Entries from a point annotation set:
══════════════════════════════

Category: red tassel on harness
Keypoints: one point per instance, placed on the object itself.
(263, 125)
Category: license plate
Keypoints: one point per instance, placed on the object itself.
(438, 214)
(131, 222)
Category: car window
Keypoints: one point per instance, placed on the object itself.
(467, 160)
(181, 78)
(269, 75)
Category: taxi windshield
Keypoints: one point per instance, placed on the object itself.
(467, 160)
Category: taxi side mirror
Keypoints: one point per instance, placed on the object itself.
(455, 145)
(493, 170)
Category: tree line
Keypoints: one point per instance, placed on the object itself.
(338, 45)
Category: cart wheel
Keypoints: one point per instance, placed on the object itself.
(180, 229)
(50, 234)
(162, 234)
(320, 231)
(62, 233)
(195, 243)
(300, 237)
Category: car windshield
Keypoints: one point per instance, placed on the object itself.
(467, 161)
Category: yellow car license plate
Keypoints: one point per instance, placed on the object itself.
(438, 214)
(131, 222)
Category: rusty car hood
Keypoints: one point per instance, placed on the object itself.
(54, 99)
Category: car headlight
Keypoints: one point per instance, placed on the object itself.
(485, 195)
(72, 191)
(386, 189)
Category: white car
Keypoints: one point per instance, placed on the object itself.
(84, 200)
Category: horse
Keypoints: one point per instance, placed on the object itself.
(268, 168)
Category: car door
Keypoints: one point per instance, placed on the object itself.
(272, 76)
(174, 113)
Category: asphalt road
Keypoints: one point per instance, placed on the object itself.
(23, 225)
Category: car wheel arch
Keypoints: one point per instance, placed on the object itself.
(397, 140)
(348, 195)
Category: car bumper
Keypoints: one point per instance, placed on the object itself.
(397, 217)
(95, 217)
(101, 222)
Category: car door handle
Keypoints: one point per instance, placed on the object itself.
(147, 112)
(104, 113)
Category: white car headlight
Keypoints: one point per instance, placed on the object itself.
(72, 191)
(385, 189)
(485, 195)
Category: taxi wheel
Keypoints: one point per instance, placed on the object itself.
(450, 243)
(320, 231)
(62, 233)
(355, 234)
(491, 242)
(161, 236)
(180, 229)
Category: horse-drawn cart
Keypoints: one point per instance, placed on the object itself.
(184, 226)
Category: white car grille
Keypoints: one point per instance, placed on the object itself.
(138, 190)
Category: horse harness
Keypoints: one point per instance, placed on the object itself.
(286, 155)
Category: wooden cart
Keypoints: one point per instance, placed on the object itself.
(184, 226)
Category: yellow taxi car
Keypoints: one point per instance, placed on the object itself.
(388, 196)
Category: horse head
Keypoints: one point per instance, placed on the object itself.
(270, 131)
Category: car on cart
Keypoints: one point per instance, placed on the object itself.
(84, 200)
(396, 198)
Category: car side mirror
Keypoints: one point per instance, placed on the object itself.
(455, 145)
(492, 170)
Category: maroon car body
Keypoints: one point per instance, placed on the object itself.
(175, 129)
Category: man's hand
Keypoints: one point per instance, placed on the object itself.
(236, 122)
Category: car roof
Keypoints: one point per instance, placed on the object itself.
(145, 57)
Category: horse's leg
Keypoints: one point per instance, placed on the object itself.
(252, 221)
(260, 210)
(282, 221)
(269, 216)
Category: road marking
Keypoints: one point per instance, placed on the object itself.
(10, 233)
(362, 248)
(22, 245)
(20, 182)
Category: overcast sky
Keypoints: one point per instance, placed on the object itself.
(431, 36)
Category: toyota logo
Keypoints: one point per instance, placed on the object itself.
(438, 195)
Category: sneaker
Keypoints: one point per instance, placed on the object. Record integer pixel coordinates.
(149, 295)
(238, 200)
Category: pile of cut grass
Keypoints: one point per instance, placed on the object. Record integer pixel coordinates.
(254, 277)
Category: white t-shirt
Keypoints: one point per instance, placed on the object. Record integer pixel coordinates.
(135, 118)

══════════════════════════════

- Exercise directions:
Transcribe only the trailing portion of the entries above: the line that contains "Category: horse harness" and each line after it.

- Response:
Category: horse harness
Keypoints: one point per instance, placed on the object itself.
(286, 155)
Category: wooden cart
Keypoints: one point per instance, placed on the object itself.
(184, 226)
Category: yellow taxi car
Keypoints: one point per instance, placed on the object itself.
(388, 196)
Category: horse head
Keypoints: one point per instance, placed on the object itself.
(270, 131)
Category: car on cart
Keypoints: one point per instance, placed on the object itself.
(84, 200)
(396, 198)
Category: car side mirror
Keypoints: one point per instance, placed on the object itself.
(455, 145)
(492, 170)
Category: maroon car body
Keypoints: one point per instance, placed on the object itself.
(175, 129)
Category: man's hand
Keypoints: one point per instance, placed on the object itself.
(236, 122)
Category: car roof
Keypoints: one point per instance, placed on the object itself.
(145, 57)
Category: horse's leg
Keypoints: one point per instance, placed on the object itself.
(252, 221)
(260, 210)
(282, 221)
(269, 216)
Category: road marking
Keypoints: one point per instance, placed on the object itself.
(10, 233)
(362, 248)
(22, 245)
(20, 182)
Category: overcast sky
Keypoints: one point per instance, placed on the object itself.
(431, 36)
Category: toyota logo
Keypoints: one point per instance, placed on the object itself.
(438, 195)
Category: sneaker
Keypoints: one point per instance, placed on the object. Record integer pixel coordinates.
(149, 295)
(238, 200)
Category: pile of cut grass
Keypoints: one point per instance, placed on the object. Record integer pixel coordinates.
(254, 277)
Category: white t-shirt
Keypoints: one point per instance, placed on the object. Record integer pixel coordinates.
(135, 118)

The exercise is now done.